[Data records]
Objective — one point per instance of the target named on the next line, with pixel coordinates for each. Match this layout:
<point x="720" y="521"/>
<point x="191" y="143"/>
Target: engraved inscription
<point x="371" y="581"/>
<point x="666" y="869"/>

TASK GOAL:
Output all of the records, keeping every word exact.

YOUR SOLUTION:
Objective — one point per instance of the target named on the next line, with pixel coordinates for each. Match this layout:
<point x="720" y="521"/>
<point x="191" y="143"/>
Target: engraved inscription
<point x="371" y="581"/>
<point x="666" y="869"/>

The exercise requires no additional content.